March 2012, first week.
The agency kept pressuring me to submit all my documents. They wanted me to be deployed on the last week of March. March 28, to be exact. I told them I wasn't ready yet. I still have to comply with the 30-day-notice of the hospital. They told me I don’t have a choice.

That same afternoon, with a heavy heart, I submitted my resignation letter.


March 2012, third week.
I have already completed all my required documents. And another good news: my deployment date was moved to April 12. Perfect, as it will give me enough time to go to the province to be with my family before flying abroad. Bu there is only one thing left to comply, my medical exam!


March 27, 2012.
I went to the accredited diagnostic clinic. It took me one whole day to finish everything. I felt so happy and productive. I was quite worried about my X-ray result, though, since I had cough during the day of the medical exam. Other than that, the other thing that worries me is how to budget my remaining two weeks: move out of my apartment, Manila tour of my siblings (I bought them airfare tickets already), we all fly back home to the province to spend at least three days with my family, pack my things, and head back to Manila two days before my scheduled flight abroad.

March 28, 2012.
I texted the agency if they already received my medical exam results from the clinic.  Thirty minutes later, I received a reply telling me to go back to the clinic because of a pending exam.

Uhm, I asked myself what went wrong. I checked my medical slip: no signature for the audiometry test. That must be it!

I texted an applicant whom I met in the clinic whose destination abroad is same as mine. She told me that the agency texted her that she is physically fit to work. More than that, she said there was no audiometry test. We were in the same line in all tests during the medical exam, we did not miss any single test.

I know that at the back of my mind, I worried that I might have Hepa B. A past relationship died January this year. I was informed it is because of liver abscess. I researched about Hepatits B over the net. Asymptomatic. Great! So only blood exam will tell. I refuse to think I have it because it will hinder my employment abroad.

Upon closing the windows in my laptop, I glanced upon the “You might also like:” portion of the showbiz site, showbiznest. The title: HIV Positive Wanggo Gallaga Faces Boy Abunda. And I said to myself, “Wow! Another sign!” Although I was convinced that I do not have HIV, a little part of me got worried. I also know for a fact that HIV is asymptomatic.


March 29, 2012.
I came to the clinic early because I was on PM shift that day. Although I arrived at 8AM, I was informed that the doctor arrives at 10AM. I was in the line together with those who have pending results. A few hours later, a staff called each one and assigned us to the units where we need to have ourselves rechecked. Some were assigned to X-ray. I thought I will be belonging to that group. I was not.

I was told to wait for the head med tech because of a pending blood exam.

I waited for what seemed like eternity when the med tech (Sir Roger) told me to come with him in his clinic.

He told me to sit, and then he introduced himself. He asked me where my destination is, the date of my deployment, etc. I answered April 12, and I have already resigned from my current employer for that reason. He then calmly told me that when he "run” my blood in one of the exam kits, there was a reaction. My blood reacted to a test, an HIV test. It was positive.

I was speechless. He asked me if I was alright. I didn't move. I didn’t say anything.

He then continued that what was did to me was just a screening test. What he will do now is to extract blood from me again, “run” it in the same kit, and another portion of the blood will be sent to DOH for confirmation.

He also informed me that he will text me personally if the results come out after around 3 to 4 weeks (added to the fact that Holy Week is approaching).

He then asked me again if I was alright. I said, yes. But to be honest, I was overwhelmed with all the emotions which came crashing down right at that moment. There was that fear of dying. There was that confusion as to what to tell my mother why I cannot go abroad. And there was also fear of unemployment.


And then, in a moment, I remembered during one review class about man's greatest fear: the fear of the UNKNOWN!

§ **LISTED RECORDS**
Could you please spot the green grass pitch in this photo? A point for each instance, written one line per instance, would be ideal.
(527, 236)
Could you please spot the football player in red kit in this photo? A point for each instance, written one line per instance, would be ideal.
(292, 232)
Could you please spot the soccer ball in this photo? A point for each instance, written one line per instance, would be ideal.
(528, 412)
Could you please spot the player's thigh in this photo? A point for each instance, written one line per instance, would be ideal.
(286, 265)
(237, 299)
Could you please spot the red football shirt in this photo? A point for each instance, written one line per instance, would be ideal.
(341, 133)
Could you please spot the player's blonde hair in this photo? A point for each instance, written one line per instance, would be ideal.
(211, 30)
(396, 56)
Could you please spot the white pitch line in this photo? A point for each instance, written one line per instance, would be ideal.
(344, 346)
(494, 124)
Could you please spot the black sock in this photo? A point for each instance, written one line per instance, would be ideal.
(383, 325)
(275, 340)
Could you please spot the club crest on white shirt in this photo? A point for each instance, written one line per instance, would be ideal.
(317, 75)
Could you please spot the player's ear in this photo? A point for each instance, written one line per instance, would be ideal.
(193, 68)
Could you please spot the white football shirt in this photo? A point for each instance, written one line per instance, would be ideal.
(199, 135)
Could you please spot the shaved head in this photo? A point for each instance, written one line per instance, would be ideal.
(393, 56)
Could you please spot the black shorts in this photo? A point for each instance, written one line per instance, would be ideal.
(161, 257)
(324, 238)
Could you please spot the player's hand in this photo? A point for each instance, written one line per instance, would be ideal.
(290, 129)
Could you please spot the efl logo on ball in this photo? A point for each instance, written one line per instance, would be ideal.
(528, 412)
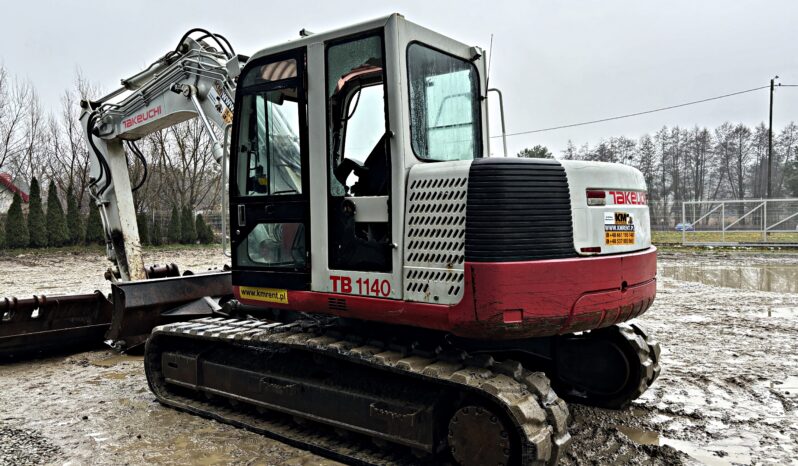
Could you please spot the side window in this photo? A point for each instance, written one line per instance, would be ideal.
(365, 123)
(274, 245)
(269, 161)
(444, 105)
(356, 116)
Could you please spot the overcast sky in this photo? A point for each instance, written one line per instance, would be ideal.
(557, 62)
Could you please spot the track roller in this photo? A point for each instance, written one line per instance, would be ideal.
(608, 367)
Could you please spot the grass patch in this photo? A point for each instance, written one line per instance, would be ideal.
(675, 237)
(100, 250)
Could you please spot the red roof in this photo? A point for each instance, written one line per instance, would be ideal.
(5, 180)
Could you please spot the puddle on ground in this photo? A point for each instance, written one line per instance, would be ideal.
(116, 359)
(765, 277)
(725, 452)
(788, 387)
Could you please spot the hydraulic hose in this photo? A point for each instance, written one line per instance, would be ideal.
(215, 37)
(135, 149)
(104, 168)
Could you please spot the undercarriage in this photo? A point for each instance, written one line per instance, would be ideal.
(379, 395)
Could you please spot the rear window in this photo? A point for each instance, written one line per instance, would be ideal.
(444, 105)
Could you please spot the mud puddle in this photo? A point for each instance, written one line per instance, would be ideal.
(725, 452)
(762, 277)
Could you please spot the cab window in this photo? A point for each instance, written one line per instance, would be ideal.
(444, 105)
(269, 161)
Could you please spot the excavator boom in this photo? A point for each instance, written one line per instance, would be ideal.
(197, 79)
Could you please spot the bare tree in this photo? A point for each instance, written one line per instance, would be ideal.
(13, 108)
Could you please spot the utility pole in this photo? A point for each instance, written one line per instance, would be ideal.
(770, 137)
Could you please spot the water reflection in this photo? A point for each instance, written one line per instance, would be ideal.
(778, 278)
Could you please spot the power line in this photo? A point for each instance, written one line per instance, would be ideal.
(629, 115)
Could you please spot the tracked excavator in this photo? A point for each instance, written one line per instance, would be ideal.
(395, 296)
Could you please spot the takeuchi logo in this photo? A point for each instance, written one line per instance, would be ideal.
(628, 197)
(142, 117)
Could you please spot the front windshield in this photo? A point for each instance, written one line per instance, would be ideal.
(269, 161)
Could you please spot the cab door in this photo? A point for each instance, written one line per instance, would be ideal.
(362, 171)
(269, 192)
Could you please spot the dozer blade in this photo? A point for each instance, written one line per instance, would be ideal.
(41, 324)
(140, 306)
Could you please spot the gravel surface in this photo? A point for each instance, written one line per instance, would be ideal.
(727, 394)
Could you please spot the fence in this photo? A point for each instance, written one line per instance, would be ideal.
(740, 222)
(212, 218)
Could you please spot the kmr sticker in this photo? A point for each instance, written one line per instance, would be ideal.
(269, 295)
(619, 229)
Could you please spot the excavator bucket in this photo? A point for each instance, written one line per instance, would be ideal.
(46, 324)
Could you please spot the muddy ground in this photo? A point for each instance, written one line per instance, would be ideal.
(727, 394)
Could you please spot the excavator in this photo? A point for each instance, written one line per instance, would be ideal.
(394, 294)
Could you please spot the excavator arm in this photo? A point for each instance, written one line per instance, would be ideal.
(194, 80)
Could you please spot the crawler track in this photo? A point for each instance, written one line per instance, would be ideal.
(521, 401)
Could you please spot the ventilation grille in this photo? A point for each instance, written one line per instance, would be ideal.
(435, 233)
(518, 210)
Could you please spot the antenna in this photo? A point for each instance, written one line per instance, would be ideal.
(490, 58)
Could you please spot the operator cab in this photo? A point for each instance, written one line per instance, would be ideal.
(326, 129)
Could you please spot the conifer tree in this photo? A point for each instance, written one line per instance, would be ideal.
(173, 235)
(188, 232)
(144, 229)
(156, 238)
(94, 227)
(57, 234)
(74, 222)
(16, 229)
(204, 232)
(37, 229)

§ **WHAT THE EXERCISE ASKS**
In the dated entries about the pre-deployment medical exam, to what date was the deployment moved?

§ **ANSWER FOR THE TASK**
April 12